= Required action 1 =
Summarize the passage about Voit in two sentences.
= Required action 2 =
Decide whether each statement agrees with the passage about Voit, answering yes or no and quoting the words that decide it. (a) Voit hit more than ten home runs in his 70 games with the Cardinals. (b) The Yankees reportedly tried to acquire Voit more than once before the trade that brought him to New York. (c) With the Yankees, Voit is excelling at a new or revolutionary stat.
= Required action 3 =
Turn the paragraph of the passage about Voit that begins "But the Yankees clearly saw something in Voit" into a short list that keeps its main facts.

= Quoted passage =
Then Voit stunk when the Cardinals called him up in 2017. He played in 70 games for the team across two seasons, hitting only five home runs while recording more strikeouts than base hits. The Cardinals sent Voit to the Yankees midway through the 2018 season for what in retrospect looks like a comically paltry haul: St. Louis got two relievers, Giovanny Gallegos (who has been reasonably effective for the Cardinals) and Chasen Shreve (who played only 23 games for St. Louis, and whose parents apparently couldn’t decide whether to name him Chase or Jason). This transaction didn’t turn many heads—a 2018 article about the trade proclaimed that the move was about “roster spots and international bonus pool money.” Why would the New York Yankees care about some rapidly aging first baseman who couldn’t stick in the majors?
But the Yankees clearly saw something in Voit. He made consistent contact. New York’s analytics folks were so adamant about bringing him in that general manager Brian Cashman personally introduced Voit to the whole department after the team made the 2018 playoffs so that he could meet the people who fought to acquire him. (The Yankees reportedly tried to acquire Voit multiple times before the Shreve-Gallegos trade.)
When I think of an under-the-radar analytics star, the first thing that comes to mind is the scene from Moneyball in which A’s GM Billy Beane tries to convince Scott Hatteberg to switch from catcher to first base because he recognized the value in Hatteberg’s walk-drawing abilities long before anybody else. But with the Yankees, Voit isn’t excelling at some new or revolutionary stat. He’s leading MLB in home runs, the stat that has been universally understood to mean “being good at hitting baseballs” since the ball was a misshapen lump.

Spatial localization data
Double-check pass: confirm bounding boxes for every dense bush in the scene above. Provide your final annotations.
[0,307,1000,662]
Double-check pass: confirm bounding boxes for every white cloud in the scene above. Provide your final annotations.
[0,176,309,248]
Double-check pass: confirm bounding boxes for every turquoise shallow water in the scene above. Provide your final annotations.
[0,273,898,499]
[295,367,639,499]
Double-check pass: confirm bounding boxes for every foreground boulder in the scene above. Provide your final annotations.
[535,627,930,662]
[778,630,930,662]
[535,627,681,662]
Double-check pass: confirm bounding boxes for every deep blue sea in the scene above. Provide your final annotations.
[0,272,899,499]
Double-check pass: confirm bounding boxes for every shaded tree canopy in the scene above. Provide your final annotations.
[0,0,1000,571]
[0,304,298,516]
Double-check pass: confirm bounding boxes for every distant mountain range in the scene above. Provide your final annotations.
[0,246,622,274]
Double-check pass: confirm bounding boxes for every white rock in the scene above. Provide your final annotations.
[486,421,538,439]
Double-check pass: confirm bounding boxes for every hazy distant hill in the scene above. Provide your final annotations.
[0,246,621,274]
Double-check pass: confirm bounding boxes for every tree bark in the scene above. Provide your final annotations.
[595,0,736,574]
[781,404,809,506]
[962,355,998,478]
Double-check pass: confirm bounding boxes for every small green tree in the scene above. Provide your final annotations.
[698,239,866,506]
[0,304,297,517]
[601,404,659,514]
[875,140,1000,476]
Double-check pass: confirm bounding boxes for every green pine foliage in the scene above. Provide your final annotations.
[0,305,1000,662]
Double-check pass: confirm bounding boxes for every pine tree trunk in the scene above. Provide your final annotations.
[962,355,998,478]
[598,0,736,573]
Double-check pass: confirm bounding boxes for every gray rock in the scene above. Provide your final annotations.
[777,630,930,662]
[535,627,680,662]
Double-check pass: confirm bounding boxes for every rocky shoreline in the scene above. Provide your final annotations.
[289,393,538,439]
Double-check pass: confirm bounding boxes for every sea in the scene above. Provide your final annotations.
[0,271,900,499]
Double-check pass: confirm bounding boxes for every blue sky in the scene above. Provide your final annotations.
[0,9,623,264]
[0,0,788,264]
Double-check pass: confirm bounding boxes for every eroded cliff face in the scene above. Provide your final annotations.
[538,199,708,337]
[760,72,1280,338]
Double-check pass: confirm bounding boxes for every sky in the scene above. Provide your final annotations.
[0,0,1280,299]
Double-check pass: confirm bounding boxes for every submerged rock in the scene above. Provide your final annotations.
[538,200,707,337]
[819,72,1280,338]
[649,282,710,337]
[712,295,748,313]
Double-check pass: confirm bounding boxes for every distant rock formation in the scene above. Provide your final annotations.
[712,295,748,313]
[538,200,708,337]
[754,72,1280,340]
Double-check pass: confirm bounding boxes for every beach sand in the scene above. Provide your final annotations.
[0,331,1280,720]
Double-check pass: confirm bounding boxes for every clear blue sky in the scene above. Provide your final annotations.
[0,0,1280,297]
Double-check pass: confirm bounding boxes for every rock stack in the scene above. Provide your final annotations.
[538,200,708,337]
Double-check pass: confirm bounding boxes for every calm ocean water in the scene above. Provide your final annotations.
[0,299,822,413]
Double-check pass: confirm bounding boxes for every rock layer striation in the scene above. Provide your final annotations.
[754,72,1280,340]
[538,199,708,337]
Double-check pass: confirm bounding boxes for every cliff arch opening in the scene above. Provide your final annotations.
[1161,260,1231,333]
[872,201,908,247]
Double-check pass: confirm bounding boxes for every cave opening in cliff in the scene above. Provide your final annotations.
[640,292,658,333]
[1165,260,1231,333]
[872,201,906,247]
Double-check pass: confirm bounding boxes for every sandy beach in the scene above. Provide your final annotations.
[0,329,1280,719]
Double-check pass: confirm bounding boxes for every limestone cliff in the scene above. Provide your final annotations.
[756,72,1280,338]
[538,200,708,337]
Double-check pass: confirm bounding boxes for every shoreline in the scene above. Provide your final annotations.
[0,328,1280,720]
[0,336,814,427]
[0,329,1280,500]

= Expected output 1 =
Voit struggled after the Cardinals called him up in 2017, and St. Louis traded him to the Yankees midway through the 2018 season for relievers Giovanny Gallegos and Chasen Shreve in a deal that drew little attention. The Yankees' analytics staff had fought to acquire him, and he is now leading MLB in home runs.

= Expected output 2 =
(a) No: "hitting only five home runs while recording more strikeouts than base hits."
(b) Yes: "The Yankees reportedly tried to acquire Voit multiple times before the Shreve-Gallegos trade."
(c) No: "But with the Yankees, Voit isn’t excelling at some new or revolutionary stat."

= Expected output 3 =
- The Yankees saw something in Voit: he made consistent contact.
- New York's analytics staff strongly pushed to bring him in.
- After the team made the 2018 playoffs, general manager Brian Cashman personally introduced Voit to the whole analytics department.
- The Yankees reportedly tried to acquire Voit multiple times before the Shreve-Gallegos trade.